Problem details - Could you rewrite the listing from the line with "In this exercise you will mark the man's chin" up to and including its last line, shifting every coordinate number up by 114 and leaving all other wording as it is?

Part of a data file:
==========
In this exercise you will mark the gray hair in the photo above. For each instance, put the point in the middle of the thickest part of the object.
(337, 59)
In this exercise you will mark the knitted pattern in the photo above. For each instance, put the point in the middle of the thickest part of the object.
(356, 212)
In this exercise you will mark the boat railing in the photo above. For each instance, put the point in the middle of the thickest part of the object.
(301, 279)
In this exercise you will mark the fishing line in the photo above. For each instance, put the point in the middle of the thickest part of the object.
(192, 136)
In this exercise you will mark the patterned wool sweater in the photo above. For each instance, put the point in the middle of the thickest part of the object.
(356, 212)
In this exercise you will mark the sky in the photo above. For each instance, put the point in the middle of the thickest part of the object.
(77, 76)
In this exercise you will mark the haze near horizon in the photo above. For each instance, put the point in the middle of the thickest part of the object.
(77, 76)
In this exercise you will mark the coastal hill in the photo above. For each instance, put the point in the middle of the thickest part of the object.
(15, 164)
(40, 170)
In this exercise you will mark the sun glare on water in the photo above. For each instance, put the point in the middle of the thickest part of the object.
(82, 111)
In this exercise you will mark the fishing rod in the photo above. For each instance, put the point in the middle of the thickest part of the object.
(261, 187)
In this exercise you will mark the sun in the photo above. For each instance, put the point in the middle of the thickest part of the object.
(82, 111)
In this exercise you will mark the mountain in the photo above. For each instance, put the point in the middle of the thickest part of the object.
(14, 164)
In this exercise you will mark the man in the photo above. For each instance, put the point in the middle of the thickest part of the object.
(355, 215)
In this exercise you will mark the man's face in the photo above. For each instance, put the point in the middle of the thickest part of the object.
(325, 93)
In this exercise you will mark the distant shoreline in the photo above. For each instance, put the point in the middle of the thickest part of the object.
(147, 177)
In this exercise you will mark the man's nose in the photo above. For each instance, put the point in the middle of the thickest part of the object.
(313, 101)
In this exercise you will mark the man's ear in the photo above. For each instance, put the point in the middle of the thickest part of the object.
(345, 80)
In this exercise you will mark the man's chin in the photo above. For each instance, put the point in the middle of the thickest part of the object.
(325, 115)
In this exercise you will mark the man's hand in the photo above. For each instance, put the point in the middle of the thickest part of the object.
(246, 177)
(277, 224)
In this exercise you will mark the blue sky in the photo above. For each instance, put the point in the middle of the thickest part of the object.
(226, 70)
==========
Solution below -
In this exercise you will mark the man's chin in the photo above. For each instance, put the point in the middle of the thickest part of the object.
(439, 229)
In this exercise you will mark the man's hand in the photo above. For each instance, put the point in the middle of the thickest part of the object.
(360, 291)
(391, 338)
In this exercise you will mark the blue sky in the photo above. For each instance, put the point in the middle of the thickest part of the object.
(340, 184)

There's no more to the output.